***** INFORMATION PROVIDED
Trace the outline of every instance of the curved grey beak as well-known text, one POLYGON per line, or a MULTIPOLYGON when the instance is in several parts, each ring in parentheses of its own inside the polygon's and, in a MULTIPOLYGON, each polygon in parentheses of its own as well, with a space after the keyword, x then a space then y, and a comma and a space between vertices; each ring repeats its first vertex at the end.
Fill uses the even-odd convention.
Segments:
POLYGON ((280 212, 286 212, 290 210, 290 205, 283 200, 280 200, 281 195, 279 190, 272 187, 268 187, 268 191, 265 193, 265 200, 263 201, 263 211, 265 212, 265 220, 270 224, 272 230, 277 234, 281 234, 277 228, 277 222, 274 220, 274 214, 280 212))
**********
***** INFORMATION PROVIDED
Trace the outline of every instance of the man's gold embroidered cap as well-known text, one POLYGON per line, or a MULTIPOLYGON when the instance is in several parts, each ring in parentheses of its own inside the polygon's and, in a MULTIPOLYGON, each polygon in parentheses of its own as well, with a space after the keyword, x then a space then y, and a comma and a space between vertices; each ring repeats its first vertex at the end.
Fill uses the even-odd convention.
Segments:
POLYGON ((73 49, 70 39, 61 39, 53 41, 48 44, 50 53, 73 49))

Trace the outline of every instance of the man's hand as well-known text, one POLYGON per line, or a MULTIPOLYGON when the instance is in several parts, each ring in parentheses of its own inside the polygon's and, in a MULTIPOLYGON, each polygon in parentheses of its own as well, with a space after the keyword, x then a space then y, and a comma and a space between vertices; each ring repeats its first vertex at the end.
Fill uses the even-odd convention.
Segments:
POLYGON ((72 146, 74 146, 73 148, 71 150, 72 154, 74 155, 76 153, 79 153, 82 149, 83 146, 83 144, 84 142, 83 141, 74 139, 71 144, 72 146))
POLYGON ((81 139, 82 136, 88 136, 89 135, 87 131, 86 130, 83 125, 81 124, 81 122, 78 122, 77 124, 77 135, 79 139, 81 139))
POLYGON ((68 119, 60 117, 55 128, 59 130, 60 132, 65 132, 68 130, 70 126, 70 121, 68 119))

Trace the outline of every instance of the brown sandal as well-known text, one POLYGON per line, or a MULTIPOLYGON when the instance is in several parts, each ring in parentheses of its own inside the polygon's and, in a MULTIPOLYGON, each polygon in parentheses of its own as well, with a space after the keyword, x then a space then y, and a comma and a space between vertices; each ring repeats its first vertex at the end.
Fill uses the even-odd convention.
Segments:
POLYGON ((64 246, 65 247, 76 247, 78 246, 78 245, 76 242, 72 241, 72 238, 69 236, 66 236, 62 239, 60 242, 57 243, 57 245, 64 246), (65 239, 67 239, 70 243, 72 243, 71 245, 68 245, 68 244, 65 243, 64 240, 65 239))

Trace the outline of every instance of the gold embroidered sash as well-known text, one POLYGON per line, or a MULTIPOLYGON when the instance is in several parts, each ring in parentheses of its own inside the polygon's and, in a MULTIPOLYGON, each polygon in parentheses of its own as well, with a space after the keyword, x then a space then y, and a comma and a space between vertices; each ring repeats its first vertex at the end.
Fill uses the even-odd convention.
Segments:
**********
# WRITTEN INSTRUCTION
Render everything in the listing above, from the line containing "Trace the outline of every instance of the curved" down to the line containing "POLYGON ((280 212, 286", both included, as a JSON array of strings. Use one string per line and leave out any blank lines.

# SOLVED PROBLEM
[
  "Trace the outline of every instance of the curved grey beak as well-known text, one POLYGON per line, or a MULTIPOLYGON when the instance is in several parts, each ring in parentheses of its own inside the polygon's and, in a MULTIPOLYGON, each polygon in parentheses of its own as well, with a space after the keyword, x then a space then y, and a comma and a space between vertices; each ring repeats its first vertex at the end.",
  "Fill uses the even-odd convention.",
  "Segments:",
  "POLYGON ((280 212, 286 212, 290 210, 290 205, 283 200, 280 200, 281 195, 279 190, 272 187, 268 187, 268 191, 265 193, 265 200, 263 201, 263 211, 265 212, 265 220, 270 224, 272 230, 277 234, 281 234, 277 228, 277 222, 274 220, 274 214, 280 212))"
]